“Certain gardens are described as retreats when they are really attacks,” announces a sentence on the wall in the Ingleby Gallery, home to a new exhibition of the work of the Scottish poet and artist Ian Hamilton Finlay (1925-2006).
The aperçu captures Finlay’s essence: a whimsical wordsmith with a pugnacious streak and a passion for nature. Yet it also hints at his darker side. Whether he was describing his stone poems as “a harmony of opposites”, struggling to tame nature into sympathy with his art, or literally mobilising troops against a troublesome local council, conflict was inherent to his creativity. He adored the serenity of classical civilisation yet was drawn to the turbulence of the French Revolution. His garden was inspired by Hellenic Athens yet named Little Sparta, after the Greek capital’s enemy.
Hats off to Ingleby’s excellent effort, because mounting Finlay’s work in a gallery presents challenges. In his younger years, he railed against the commodification of art: “O Fat Old Dealers, O Art School Professors, O shoddy virtuosos ... you are all going to hell,” he wrote to his friend Derek Stanford in the late 1950s.
In later life, sustained by the expertise of his companion, the Hungarian curator Pia Maria Simic, Finlay made peace with “the art racket”. He was represented by Victoria Miro in London and exhibited in museums including Tates Liverpool and St Ives.

_RECORDS PROVIDED_.
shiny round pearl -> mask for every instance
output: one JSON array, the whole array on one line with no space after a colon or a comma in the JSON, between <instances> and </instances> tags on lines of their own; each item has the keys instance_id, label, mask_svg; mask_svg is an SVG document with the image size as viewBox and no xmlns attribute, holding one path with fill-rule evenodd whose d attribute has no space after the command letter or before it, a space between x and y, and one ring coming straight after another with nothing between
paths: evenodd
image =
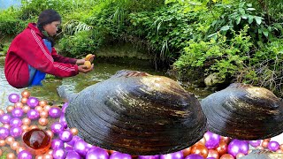
<instances>
[{"instance_id":1,"label":"shiny round pearl","mask_svg":"<svg viewBox=\"0 0 283 159\"><path fill-rule=\"evenodd\" d=\"M43 110L46 110L46 111L49 111L50 110L51 106L50 105L45 105L43 107Z\"/></svg>"},{"instance_id":2,"label":"shiny round pearl","mask_svg":"<svg viewBox=\"0 0 283 159\"><path fill-rule=\"evenodd\" d=\"M20 137L22 132L23 132L23 130L21 129L21 127L12 126L10 128L10 135L14 138Z\"/></svg>"},{"instance_id":3,"label":"shiny round pearl","mask_svg":"<svg viewBox=\"0 0 283 159\"><path fill-rule=\"evenodd\" d=\"M0 147L4 147L6 145L5 140L0 140Z\"/></svg>"},{"instance_id":4,"label":"shiny round pearl","mask_svg":"<svg viewBox=\"0 0 283 159\"><path fill-rule=\"evenodd\" d=\"M23 106L22 109L25 113L27 113L30 110L30 107L27 105Z\"/></svg>"},{"instance_id":5,"label":"shiny round pearl","mask_svg":"<svg viewBox=\"0 0 283 159\"><path fill-rule=\"evenodd\" d=\"M14 117L21 117L24 114L24 111L21 108L15 108L11 110L11 116Z\"/></svg>"},{"instance_id":6,"label":"shiny round pearl","mask_svg":"<svg viewBox=\"0 0 283 159\"><path fill-rule=\"evenodd\" d=\"M16 155L14 155L14 153L8 153L6 159L16 159Z\"/></svg>"},{"instance_id":7,"label":"shiny round pearl","mask_svg":"<svg viewBox=\"0 0 283 159\"><path fill-rule=\"evenodd\" d=\"M53 149L50 149L47 154L52 155L53 154Z\"/></svg>"},{"instance_id":8,"label":"shiny round pearl","mask_svg":"<svg viewBox=\"0 0 283 159\"><path fill-rule=\"evenodd\" d=\"M0 110L0 116L3 116L4 113L5 113L5 111L4 111L4 110Z\"/></svg>"},{"instance_id":9,"label":"shiny round pearl","mask_svg":"<svg viewBox=\"0 0 283 159\"><path fill-rule=\"evenodd\" d=\"M42 107L44 107L45 105L47 105L47 102L46 101L40 101L39 105Z\"/></svg>"},{"instance_id":10,"label":"shiny round pearl","mask_svg":"<svg viewBox=\"0 0 283 159\"><path fill-rule=\"evenodd\" d=\"M45 118L45 117L41 117L38 119L38 123L41 125L47 125L48 124L48 119Z\"/></svg>"},{"instance_id":11,"label":"shiny round pearl","mask_svg":"<svg viewBox=\"0 0 283 159\"><path fill-rule=\"evenodd\" d=\"M15 138L11 137L11 136L8 136L6 139L5 139L5 142L6 144L8 145L11 145L11 142L15 141Z\"/></svg>"},{"instance_id":12,"label":"shiny round pearl","mask_svg":"<svg viewBox=\"0 0 283 159\"><path fill-rule=\"evenodd\" d=\"M48 111L48 114L50 117L52 118L57 118L61 116L61 110L58 107L52 107L50 110Z\"/></svg>"},{"instance_id":13,"label":"shiny round pearl","mask_svg":"<svg viewBox=\"0 0 283 159\"><path fill-rule=\"evenodd\" d=\"M0 117L0 121L2 124L9 124L11 118L11 117L9 114L5 113Z\"/></svg>"},{"instance_id":14,"label":"shiny round pearl","mask_svg":"<svg viewBox=\"0 0 283 159\"><path fill-rule=\"evenodd\" d=\"M11 105L6 108L7 112L11 112L11 110L13 110L15 108L13 106L11 106Z\"/></svg>"},{"instance_id":15,"label":"shiny round pearl","mask_svg":"<svg viewBox=\"0 0 283 159\"><path fill-rule=\"evenodd\" d=\"M36 106L34 110L36 110L38 112L42 112L43 110L43 108L42 106Z\"/></svg>"},{"instance_id":16,"label":"shiny round pearl","mask_svg":"<svg viewBox=\"0 0 283 159\"><path fill-rule=\"evenodd\" d=\"M19 147L19 143L17 141L13 141L11 143L10 147L12 150L17 150Z\"/></svg>"},{"instance_id":17,"label":"shiny round pearl","mask_svg":"<svg viewBox=\"0 0 283 159\"><path fill-rule=\"evenodd\" d=\"M43 159L43 155L35 155L35 159Z\"/></svg>"},{"instance_id":18,"label":"shiny round pearl","mask_svg":"<svg viewBox=\"0 0 283 159\"><path fill-rule=\"evenodd\" d=\"M39 117L39 112L35 110L30 110L27 111L27 116L31 120L37 119Z\"/></svg>"},{"instance_id":19,"label":"shiny round pearl","mask_svg":"<svg viewBox=\"0 0 283 159\"><path fill-rule=\"evenodd\" d=\"M29 130L29 126L27 125L21 125L21 129L24 131L24 132L27 132Z\"/></svg>"},{"instance_id":20,"label":"shiny round pearl","mask_svg":"<svg viewBox=\"0 0 283 159\"><path fill-rule=\"evenodd\" d=\"M24 90L23 92L21 92L21 96L28 98L30 96L30 93L27 90Z\"/></svg>"},{"instance_id":21,"label":"shiny round pearl","mask_svg":"<svg viewBox=\"0 0 283 159\"><path fill-rule=\"evenodd\" d=\"M50 154L44 154L43 158L44 159L53 159L53 155Z\"/></svg>"},{"instance_id":22,"label":"shiny round pearl","mask_svg":"<svg viewBox=\"0 0 283 159\"><path fill-rule=\"evenodd\" d=\"M39 113L39 116L41 117L48 117L48 111L42 110L42 112Z\"/></svg>"},{"instance_id":23,"label":"shiny round pearl","mask_svg":"<svg viewBox=\"0 0 283 159\"><path fill-rule=\"evenodd\" d=\"M46 133L52 139L54 137L54 133L52 131L50 130L47 130L46 131Z\"/></svg>"},{"instance_id":24,"label":"shiny round pearl","mask_svg":"<svg viewBox=\"0 0 283 159\"><path fill-rule=\"evenodd\" d=\"M20 151L25 150L26 148L24 147L19 147L16 150L17 154L20 153Z\"/></svg>"},{"instance_id":25,"label":"shiny round pearl","mask_svg":"<svg viewBox=\"0 0 283 159\"><path fill-rule=\"evenodd\" d=\"M19 101L19 95L18 94L11 94L8 97L9 101L12 103L18 102Z\"/></svg>"},{"instance_id":26,"label":"shiny round pearl","mask_svg":"<svg viewBox=\"0 0 283 159\"><path fill-rule=\"evenodd\" d=\"M14 107L15 108L20 108L21 109L21 108L23 108L23 106L24 106L24 104L22 102L19 102L14 103Z\"/></svg>"},{"instance_id":27,"label":"shiny round pearl","mask_svg":"<svg viewBox=\"0 0 283 159\"><path fill-rule=\"evenodd\" d=\"M2 127L4 127L6 129L10 129L11 125L9 124L4 124Z\"/></svg>"},{"instance_id":28,"label":"shiny round pearl","mask_svg":"<svg viewBox=\"0 0 283 159\"><path fill-rule=\"evenodd\" d=\"M20 118L15 117L10 120L11 126L21 126L22 121Z\"/></svg>"},{"instance_id":29,"label":"shiny round pearl","mask_svg":"<svg viewBox=\"0 0 283 159\"><path fill-rule=\"evenodd\" d=\"M79 133L79 130L75 127L72 127L70 131L72 132L73 135L77 135Z\"/></svg>"},{"instance_id":30,"label":"shiny round pearl","mask_svg":"<svg viewBox=\"0 0 283 159\"><path fill-rule=\"evenodd\" d=\"M59 132L59 138L64 142L69 142L73 139L73 133L69 130L65 130Z\"/></svg>"},{"instance_id":31,"label":"shiny round pearl","mask_svg":"<svg viewBox=\"0 0 283 159\"><path fill-rule=\"evenodd\" d=\"M36 125L32 125L29 126L29 129L32 130L32 129L37 129L38 126Z\"/></svg>"},{"instance_id":32,"label":"shiny round pearl","mask_svg":"<svg viewBox=\"0 0 283 159\"><path fill-rule=\"evenodd\" d=\"M24 117L23 119L21 119L23 125L29 125L30 123L32 122L31 119L27 118L27 117Z\"/></svg>"},{"instance_id":33,"label":"shiny round pearl","mask_svg":"<svg viewBox=\"0 0 283 159\"><path fill-rule=\"evenodd\" d=\"M61 123L55 122L51 125L50 129L54 133L59 133L60 132L62 132L64 130L64 126Z\"/></svg>"},{"instance_id":34,"label":"shiny round pearl","mask_svg":"<svg viewBox=\"0 0 283 159\"><path fill-rule=\"evenodd\" d=\"M34 108L38 105L38 99L35 97L29 97L27 99L27 104L30 107L30 108Z\"/></svg>"},{"instance_id":35,"label":"shiny round pearl","mask_svg":"<svg viewBox=\"0 0 283 159\"><path fill-rule=\"evenodd\" d=\"M20 100L20 102L21 102L22 103L27 103L27 98L22 97L21 100Z\"/></svg>"}]
</instances>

_YOUR GOAL_. According to the exhibition review, what name did Finlay give to his garden?

_COMPLETED EXERCISE_. Little Sparta